Source extract:
::::
Let's discuss the concept of hell according to various religions like Buddhism and Islam and Christianity and whoever else.
I'll start with mine, other faiths feel free to put up theirs and discuss.
In Orthodox Christianity, There is Hades (a Greek translation of Sheol) and Gehenna, both are concepts from Judaism. Hades is where everyone generally went before Christ, it's not torment, but it's not paradise. When Christ died, he went to Hades, and freed the righteous. Gehenna, the "lake of fire", is not "separation from God", rather it is the same thing as heaven, which is becoming fully aware of God's grace sustaining you, feeling it very acutely, the strongest feeling you can imagine. If you hate God (imagine relying on someone you hate to support you) or if you are ashamed in his presence, this extremely unpleasant. God is described in these terms in the Bible (Hebrews 12:29--remember, God's grace in Orthodox is God himself, his "energies", which are immanent, as opposed to his essence which is transcendent and beyond all experience and knowledge of any being saved God). This experience, for those who love God and are no longer in shame, is wonderful, they delight in it, this is heaven, and here God's grace is described as light; heaven intersects with the physical, only we can't see it, but for those who have attained it, the light radiates out of them (Moses had to wear a veil because of this), and that is what halos represent.
::::
Work order:
Extract the full post about hell in different religions, reproducing every word and mark unchanged.

(Saved data entries)
::::
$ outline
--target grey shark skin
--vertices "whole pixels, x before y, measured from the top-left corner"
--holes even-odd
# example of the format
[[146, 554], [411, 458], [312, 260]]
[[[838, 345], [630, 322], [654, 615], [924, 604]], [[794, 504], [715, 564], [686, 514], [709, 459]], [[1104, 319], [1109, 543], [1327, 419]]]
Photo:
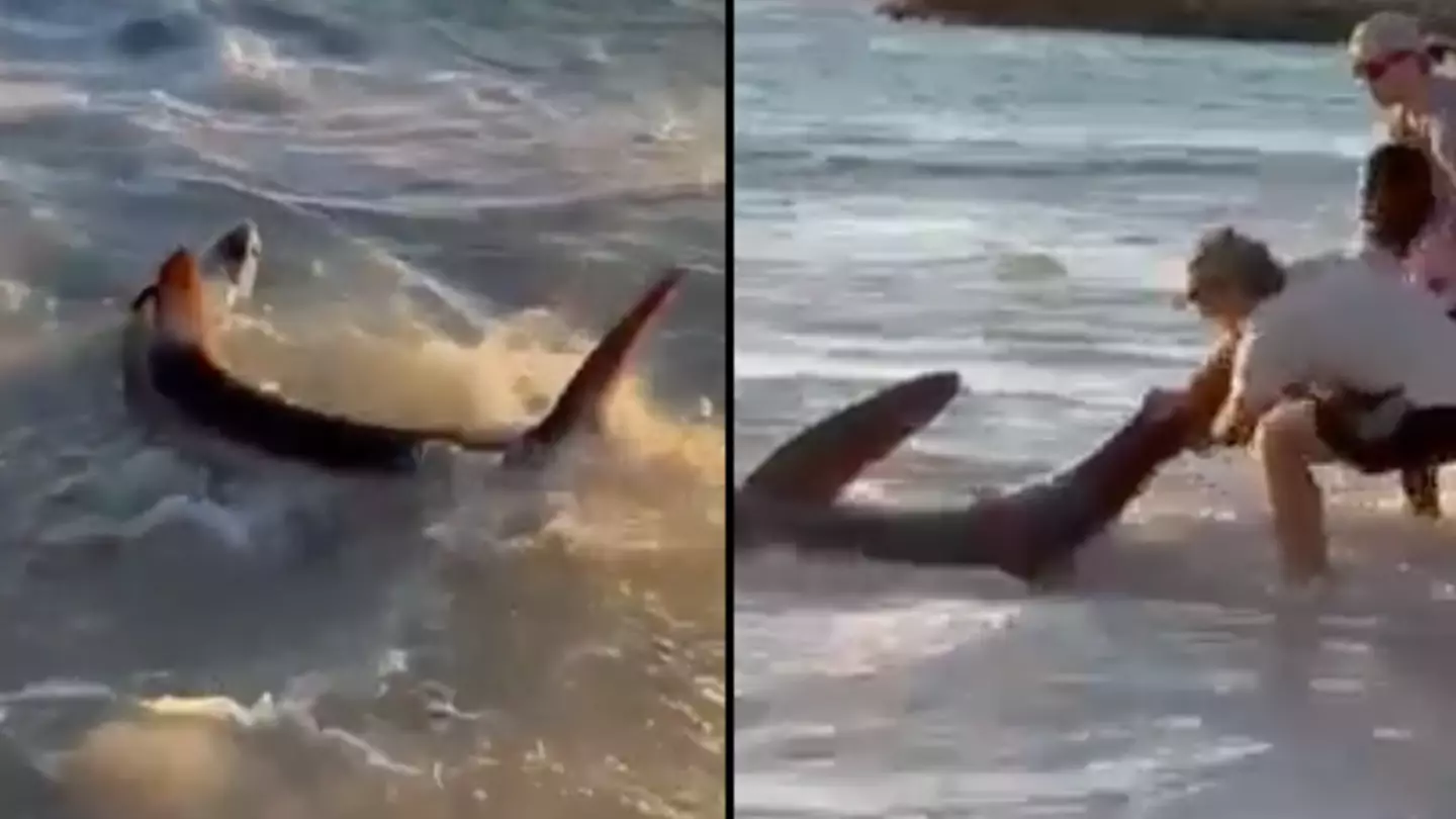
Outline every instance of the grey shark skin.
[[869, 463], [923, 428], [960, 391], [955, 373], [903, 380], [775, 450], [734, 498], [734, 552], [773, 545], [879, 563], [996, 568], [1045, 580], [1112, 523], [1158, 468], [1182, 452], [1182, 408], [1144, 399], [1089, 455], [1045, 478], [961, 509], [888, 509], [839, 500]]
[[[243, 223], [202, 259], [221, 268], [237, 296], [246, 297], [261, 246], [256, 226]], [[513, 430], [397, 428], [310, 410], [229, 373], [213, 350], [215, 326], [205, 310], [198, 264], [178, 249], [156, 283], [132, 300], [121, 345], [122, 389], [140, 421], [166, 427], [207, 461], [236, 463], [252, 456], [367, 478], [412, 474], [428, 452], [446, 447], [498, 453], [508, 466], [540, 465], [574, 433], [597, 427], [612, 388], [683, 277], [674, 268], [648, 287], [587, 354], [539, 423]]]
::::
Solution to this task:
Let's discuss the concept of hell according to various religions like Buddhism and Islam and Christianity and whoever else.
I'll start with mine, other faiths feel free to put up theirs and discuss.
In Orthodox Christianity, There is Hades (a Greek translation of Sheol) and Gehenna, both are concepts from Judaism. Hades is where everyone generally went before Christ, it's not torment, but it's not paradise. When Christ died, he went to Hades, and freed the righteous. Gehenna, the "lake of fire", is not "separation from God", rather it is the same thing as heaven, which is becoming fully aware of God's grace sustaining you, feeling it very acutely, the strongest feeling you can imagine. If you hate God (imagine relying on someone you hate to support you) or if you are ashamed in his presence, this extremely unpleasant. God is described in these terms in the Bible (Hebrews 12:29--remember, God's grace in Orthodox is God himself, his "energies", which are immanent, as opposed to his essence which is transcendent and beyond all experience and knowledge of any being saved God). This experience, for those who love God and are no longer in shame, is wonderful, they delight in it, this is heaven, and here God's grace is described as light; heaven intersects with the physical, only we can't see it, but for those who have attained it, the light radiates out of them (Moses had to wear a veil because of this), and that is what halos represent.